▶ **Work to be completed**:
Your answer must be an exact copy of the records, with no pictures included.

[Point-per-instance localization data]
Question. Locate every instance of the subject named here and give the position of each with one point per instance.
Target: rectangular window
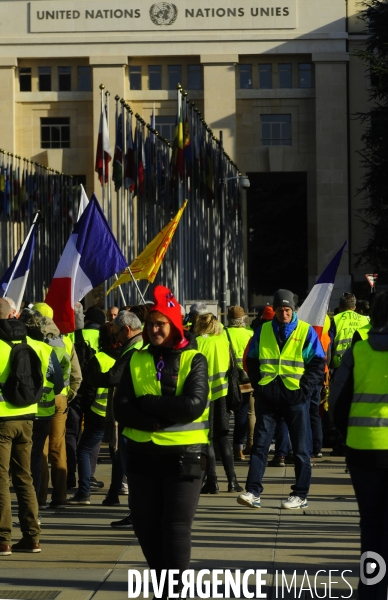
(154, 77)
(25, 79)
(265, 77)
(174, 76)
(165, 126)
(64, 79)
(245, 77)
(276, 130)
(194, 77)
(285, 75)
(44, 79)
(84, 79)
(305, 75)
(55, 132)
(135, 78)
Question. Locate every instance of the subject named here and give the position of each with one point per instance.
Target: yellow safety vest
(46, 405)
(143, 373)
(106, 362)
(216, 350)
(239, 337)
(287, 364)
(368, 416)
(7, 409)
(346, 323)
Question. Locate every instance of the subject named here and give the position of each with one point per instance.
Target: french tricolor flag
(14, 281)
(314, 308)
(91, 256)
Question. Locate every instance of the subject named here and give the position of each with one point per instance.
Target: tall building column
(329, 219)
(219, 82)
(7, 103)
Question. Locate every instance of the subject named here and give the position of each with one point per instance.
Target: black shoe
(234, 486)
(111, 500)
(125, 523)
(210, 487)
(94, 484)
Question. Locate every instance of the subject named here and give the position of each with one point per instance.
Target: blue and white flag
(14, 282)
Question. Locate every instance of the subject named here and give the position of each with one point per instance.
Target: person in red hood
(162, 403)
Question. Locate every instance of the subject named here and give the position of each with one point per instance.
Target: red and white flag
(314, 308)
(104, 152)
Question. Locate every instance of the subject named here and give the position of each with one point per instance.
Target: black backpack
(84, 351)
(24, 385)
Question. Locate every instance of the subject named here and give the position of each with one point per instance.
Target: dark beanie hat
(283, 298)
(95, 314)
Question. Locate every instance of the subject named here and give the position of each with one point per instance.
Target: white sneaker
(294, 502)
(249, 499)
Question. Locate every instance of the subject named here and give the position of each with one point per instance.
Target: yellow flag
(147, 264)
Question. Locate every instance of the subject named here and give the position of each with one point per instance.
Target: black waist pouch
(191, 465)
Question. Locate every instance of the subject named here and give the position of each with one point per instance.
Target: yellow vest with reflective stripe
(143, 374)
(368, 416)
(287, 364)
(7, 409)
(216, 350)
(106, 362)
(46, 405)
(239, 336)
(346, 323)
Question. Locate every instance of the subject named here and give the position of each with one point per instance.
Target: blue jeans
(371, 489)
(241, 421)
(297, 420)
(91, 436)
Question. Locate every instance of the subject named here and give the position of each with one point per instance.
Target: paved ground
(83, 557)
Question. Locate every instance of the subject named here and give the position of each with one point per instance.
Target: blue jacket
(313, 356)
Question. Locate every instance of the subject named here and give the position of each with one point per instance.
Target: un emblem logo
(163, 13)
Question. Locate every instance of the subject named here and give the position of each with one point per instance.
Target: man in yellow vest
(358, 403)
(15, 450)
(342, 328)
(285, 362)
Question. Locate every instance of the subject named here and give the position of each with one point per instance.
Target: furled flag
(147, 264)
(14, 281)
(314, 308)
(117, 174)
(103, 149)
(130, 168)
(91, 256)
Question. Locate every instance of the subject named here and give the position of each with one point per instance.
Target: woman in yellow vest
(358, 401)
(94, 402)
(162, 403)
(215, 346)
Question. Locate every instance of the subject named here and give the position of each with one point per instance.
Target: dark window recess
(285, 75)
(135, 78)
(174, 76)
(265, 77)
(64, 79)
(165, 126)
(44, 79)
(155, 77)
(55, 132)
(305, 79)
(25, 79)
(84, 83)
(245, 77)
(276, 130)
(194, 77)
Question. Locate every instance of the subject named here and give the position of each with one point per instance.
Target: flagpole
(38, 214)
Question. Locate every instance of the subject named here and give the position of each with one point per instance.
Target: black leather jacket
(151, 413)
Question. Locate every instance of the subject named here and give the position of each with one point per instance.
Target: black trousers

▶ **The answer**:
Question. Locate every instance of the subject named here and give the position of each with one point per instance.
Target: rectangular window
(154, 77)
(25, 79)
(265, 77)
(174, 76)
(165, 126)
(64, 79)
(245, 77)
(276, 130)
(194, 77)
(285, 75)
(44, 79)
(84, 79)
(305, 75)
(55, 132)
(135, 78)
Question. Locate every instance of the subject named here and give the position of each with one point per instance.
Target: yellow safety vest
(46, 405)
(143, 373)
(106, 362)
(216, 350)
(239, 337)
(287, 364)
(368, 416)
(7, 409)
(346, 323)
Question. Locate every instance of the subject named here and give the position of each with one point per instance.
Target: french tricolor flag
(14, 281)
(314, 308)
(91, 256)
Question. Locate every instance of the subject named here and give the position of each with one point per instance.
Target: tall building column
(329, 219)
(219, 82)
(7, 103)
Question. Locate every instance of the subject named here and give the position of each with one point per instance.
Target: black shoe
(234, 486)
(111, 500)
(125, 523)
(210, 487)
(94, 484)
Question. Locate every instance of the subject named here and give the position of each with one point per instance.
Target: blue and white flag
(14, 282)
Question. Locate every instance of the subject named here and give the position of each with one point per instance.
Target: person in red hood
(162, 403)
Question. Locate every instance of the subject named here and give the position of each with one point per instance.
Target: red and white flag
(314, 308)
(104, 152)
Question. Locate every instance of the subject named here and give the position of each with one point per instance.
Target: black backpack
(84, 351)
(24, 385)
Question. Locate every instance of the subject named here and give the position of each with one point per instance.
Target: dark beanie hat
(283, 298)
(95, 314)
Question. Locate every instance of the subject named here and give the position of each with one point per instance.
Target: white sneaker
(294, 502)
(249, 499)
Question. Locate every instance of the subject named here and give the position of each with one point per instance.
Target: yellow flag
(147, 264)
Question. Locate every instance of the subject named here and give the position of each with one point per instance.
Target: black waist pouch
(191, 465)
Question. Locate every instance of the subject named here and give the position of each with one point per instance.
Target: yellow vest with reflective stripe
(143, 374)
(368, 416)
(287, 364)
(7, 409)
(216, 350)
(106, 362)
(46, 405)
(239, 336)
(346, 323)
Question. Locate every instance of the subject named here and give the position of each with one point per instance.
Target: blue jeans
(371, 489)
(241, 421)
(297, 420)
(91, 436)
Question. Locate every instance of the subject named here and give the position of each with one point per instance.
Target: paved ground
(83, 557)
Question. Locate every instance of the subject named here and give the position of each with one point per instance.
Target: blue jacket
(313, 356)
Question. Locate every instance of the subject named here and give the position of each with one point per instance.
Target: un emblem logo
(163, 13)
Question. Locate every instance of the subject named here and give the position of each with one point per instance.
Target: man in yellow vest
(358, 403)
(15, 450)
(342, 328)
(285, 362)
Question. Locate every instance of the subject named here and give the position of each with one point per instance.
Target: furled flag
(147, 264)
(14, 281)
(314, 308)
(117, 174)
(103, 149)
(130, 168)
(91, 256)
Question. Locate every instance of the subject named here and give the position of each with one point per instance.
Target: woman in yellow vest
(358, 401)
(94, 402)
(162, 403)
(215, 346)
Question. Locate every instance of the subject named here and give the position of each with one point per instance.
Target: dark window recess
(285, 75)
(135, 78)
(174, 76)
(265, 77)
(64, 79)
(165, 126)
(44, 79)
(155, 77)
(55, 132)
(305, 79)
(25, 79)
(84, 83)
(245, 77)
(276, 130)
(194, 77)
Question. Locate every instance of the subject named here and give the position of each with one point per instance.
Target: flagpole
(38, 214)
Question. Locate every instance of the subject named here and give the position of each with one point per instance.
Target: black leather jacket
(151, 413)
Question. Locate every instance of the subject named here and give the position of each with one point per instance.
Target: black trousers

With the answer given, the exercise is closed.